Materials provided.
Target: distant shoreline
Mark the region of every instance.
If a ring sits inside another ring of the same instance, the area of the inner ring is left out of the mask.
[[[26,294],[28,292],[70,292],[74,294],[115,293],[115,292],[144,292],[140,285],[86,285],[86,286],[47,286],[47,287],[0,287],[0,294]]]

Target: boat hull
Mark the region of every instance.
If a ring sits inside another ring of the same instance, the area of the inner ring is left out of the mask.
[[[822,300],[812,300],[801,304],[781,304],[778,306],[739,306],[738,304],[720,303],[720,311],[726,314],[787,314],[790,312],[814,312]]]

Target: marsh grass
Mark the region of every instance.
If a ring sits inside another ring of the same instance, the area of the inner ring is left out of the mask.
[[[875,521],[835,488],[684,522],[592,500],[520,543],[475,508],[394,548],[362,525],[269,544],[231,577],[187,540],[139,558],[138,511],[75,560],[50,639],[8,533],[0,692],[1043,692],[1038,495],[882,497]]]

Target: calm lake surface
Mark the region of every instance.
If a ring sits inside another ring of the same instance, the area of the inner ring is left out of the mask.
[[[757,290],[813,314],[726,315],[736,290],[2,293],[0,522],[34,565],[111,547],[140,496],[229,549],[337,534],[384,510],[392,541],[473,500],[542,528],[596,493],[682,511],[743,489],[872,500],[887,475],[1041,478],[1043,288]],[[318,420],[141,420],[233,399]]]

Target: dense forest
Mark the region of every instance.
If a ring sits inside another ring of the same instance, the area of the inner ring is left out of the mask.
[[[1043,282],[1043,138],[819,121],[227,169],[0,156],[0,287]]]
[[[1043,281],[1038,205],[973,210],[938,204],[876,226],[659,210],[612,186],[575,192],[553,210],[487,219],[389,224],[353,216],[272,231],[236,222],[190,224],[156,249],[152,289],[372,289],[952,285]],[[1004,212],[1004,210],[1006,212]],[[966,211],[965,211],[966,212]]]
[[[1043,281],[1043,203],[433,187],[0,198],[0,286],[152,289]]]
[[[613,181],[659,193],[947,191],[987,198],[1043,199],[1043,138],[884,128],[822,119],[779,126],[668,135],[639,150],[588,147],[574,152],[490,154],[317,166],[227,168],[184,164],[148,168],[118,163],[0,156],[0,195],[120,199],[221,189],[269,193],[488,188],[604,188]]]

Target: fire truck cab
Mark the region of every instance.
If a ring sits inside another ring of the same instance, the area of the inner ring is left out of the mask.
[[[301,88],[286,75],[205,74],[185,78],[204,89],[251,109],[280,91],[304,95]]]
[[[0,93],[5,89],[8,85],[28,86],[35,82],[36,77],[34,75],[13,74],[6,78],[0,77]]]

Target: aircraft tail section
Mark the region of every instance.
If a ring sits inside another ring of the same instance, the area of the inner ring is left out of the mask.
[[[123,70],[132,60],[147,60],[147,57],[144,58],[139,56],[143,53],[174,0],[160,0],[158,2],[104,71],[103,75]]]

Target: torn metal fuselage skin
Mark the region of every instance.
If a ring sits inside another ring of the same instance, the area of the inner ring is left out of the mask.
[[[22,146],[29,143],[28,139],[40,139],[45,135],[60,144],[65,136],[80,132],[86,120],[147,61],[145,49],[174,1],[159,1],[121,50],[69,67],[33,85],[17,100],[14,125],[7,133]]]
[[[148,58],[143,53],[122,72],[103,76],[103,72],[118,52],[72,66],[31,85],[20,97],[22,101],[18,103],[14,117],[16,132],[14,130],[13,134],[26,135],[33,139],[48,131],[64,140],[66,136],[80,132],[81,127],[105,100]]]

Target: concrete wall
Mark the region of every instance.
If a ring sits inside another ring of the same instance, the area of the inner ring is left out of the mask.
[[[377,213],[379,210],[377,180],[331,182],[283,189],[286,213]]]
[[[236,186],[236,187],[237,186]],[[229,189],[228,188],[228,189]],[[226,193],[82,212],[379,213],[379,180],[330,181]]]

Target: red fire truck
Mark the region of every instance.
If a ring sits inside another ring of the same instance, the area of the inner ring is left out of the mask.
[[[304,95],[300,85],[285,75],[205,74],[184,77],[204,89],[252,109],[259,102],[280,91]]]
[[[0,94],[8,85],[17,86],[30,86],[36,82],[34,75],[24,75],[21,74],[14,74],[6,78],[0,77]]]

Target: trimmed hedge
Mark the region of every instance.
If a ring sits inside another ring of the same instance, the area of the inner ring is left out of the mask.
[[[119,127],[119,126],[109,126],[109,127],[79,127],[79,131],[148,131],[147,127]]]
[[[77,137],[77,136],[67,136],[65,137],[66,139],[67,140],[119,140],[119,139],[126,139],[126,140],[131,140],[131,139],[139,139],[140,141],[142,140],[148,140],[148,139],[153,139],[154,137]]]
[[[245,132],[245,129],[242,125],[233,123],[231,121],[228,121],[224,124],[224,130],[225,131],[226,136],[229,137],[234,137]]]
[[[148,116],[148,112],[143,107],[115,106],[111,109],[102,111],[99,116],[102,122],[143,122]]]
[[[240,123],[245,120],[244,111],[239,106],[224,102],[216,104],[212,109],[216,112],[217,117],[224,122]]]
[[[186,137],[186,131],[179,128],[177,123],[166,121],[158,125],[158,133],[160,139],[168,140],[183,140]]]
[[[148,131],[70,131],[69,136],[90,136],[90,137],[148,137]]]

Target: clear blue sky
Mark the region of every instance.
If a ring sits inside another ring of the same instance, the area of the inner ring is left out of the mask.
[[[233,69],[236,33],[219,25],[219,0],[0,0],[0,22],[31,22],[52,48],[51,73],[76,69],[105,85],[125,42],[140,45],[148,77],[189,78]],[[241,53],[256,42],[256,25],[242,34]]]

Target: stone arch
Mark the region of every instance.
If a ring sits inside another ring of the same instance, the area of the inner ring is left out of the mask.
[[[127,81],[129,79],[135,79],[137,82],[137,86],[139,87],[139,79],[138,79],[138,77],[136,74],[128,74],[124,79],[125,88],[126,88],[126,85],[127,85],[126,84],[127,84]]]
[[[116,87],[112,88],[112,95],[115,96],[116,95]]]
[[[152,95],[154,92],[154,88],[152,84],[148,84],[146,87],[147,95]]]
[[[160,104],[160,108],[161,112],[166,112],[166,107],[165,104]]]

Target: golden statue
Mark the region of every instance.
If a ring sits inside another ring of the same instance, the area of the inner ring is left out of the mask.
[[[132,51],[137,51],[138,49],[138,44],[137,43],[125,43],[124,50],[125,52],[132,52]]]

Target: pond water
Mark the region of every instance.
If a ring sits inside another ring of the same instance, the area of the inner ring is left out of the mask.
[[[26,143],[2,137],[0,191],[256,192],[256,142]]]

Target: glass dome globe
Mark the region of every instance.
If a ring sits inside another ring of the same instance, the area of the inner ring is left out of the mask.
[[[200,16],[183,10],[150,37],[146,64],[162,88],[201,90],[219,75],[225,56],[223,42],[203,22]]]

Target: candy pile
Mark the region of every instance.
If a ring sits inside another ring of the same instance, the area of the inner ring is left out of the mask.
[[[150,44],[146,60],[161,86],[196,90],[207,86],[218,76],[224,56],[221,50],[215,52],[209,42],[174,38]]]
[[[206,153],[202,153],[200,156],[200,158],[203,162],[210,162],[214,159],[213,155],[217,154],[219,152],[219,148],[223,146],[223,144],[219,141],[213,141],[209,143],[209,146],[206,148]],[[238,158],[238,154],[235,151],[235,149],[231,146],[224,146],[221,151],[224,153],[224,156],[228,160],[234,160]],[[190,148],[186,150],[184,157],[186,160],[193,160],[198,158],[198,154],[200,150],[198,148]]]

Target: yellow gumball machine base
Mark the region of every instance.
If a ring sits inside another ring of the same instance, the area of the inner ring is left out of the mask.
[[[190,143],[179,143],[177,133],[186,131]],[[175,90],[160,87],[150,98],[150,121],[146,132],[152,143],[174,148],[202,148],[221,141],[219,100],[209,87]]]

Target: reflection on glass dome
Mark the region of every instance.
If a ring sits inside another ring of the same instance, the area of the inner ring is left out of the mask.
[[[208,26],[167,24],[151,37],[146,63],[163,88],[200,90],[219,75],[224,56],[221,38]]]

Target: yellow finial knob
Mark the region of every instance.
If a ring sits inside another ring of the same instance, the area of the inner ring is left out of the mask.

Brief. Update the items from the line with "Target: clear blue sky" through the line with "[[[160,104],[160,108],[161,112],[166,112],[166,107],[165,104]]]", putting "brick arch" in place of "stone arch" and changing nothing else.

Exercise output.
Target: clear blue sky
Mark the region of every instance.
If a ring sits inside another ring of the same instance, the area of the inner ring is left out of the mask.
[[[233,69],[236,33],[219,25],[219,0],[0,0],[0,22],[31,22],[52,48],[51,73],[76,69],[105,85],[125,42],[140,45],[148,77],[189,78]],[[241,53],[256,42],[256,25],[242,34]]]

Target: brick arch
Mark the region of every instance.
If a ring sits inside another ring of the same instance, the area of the inner ring is left out of the mask.
[[[127,81],[129,79],[135,79],[137,82],[137,86],[139,87],[139,79],[138,79],[138,77],[136,74],[128,74],[124,79],[125,88],[126,88],[126,85],[127,85],[126,84],[127,84]]]
[[[116,87],[112,88],[112,95],[115,96],[116,95]]]
[[[152,95],[154,92],[154,88],[152,84],[148,84],[146,87],[147,95]]]
[[[160,104],[160,108],[161,112],[166,112],[166,107],[165,104]]]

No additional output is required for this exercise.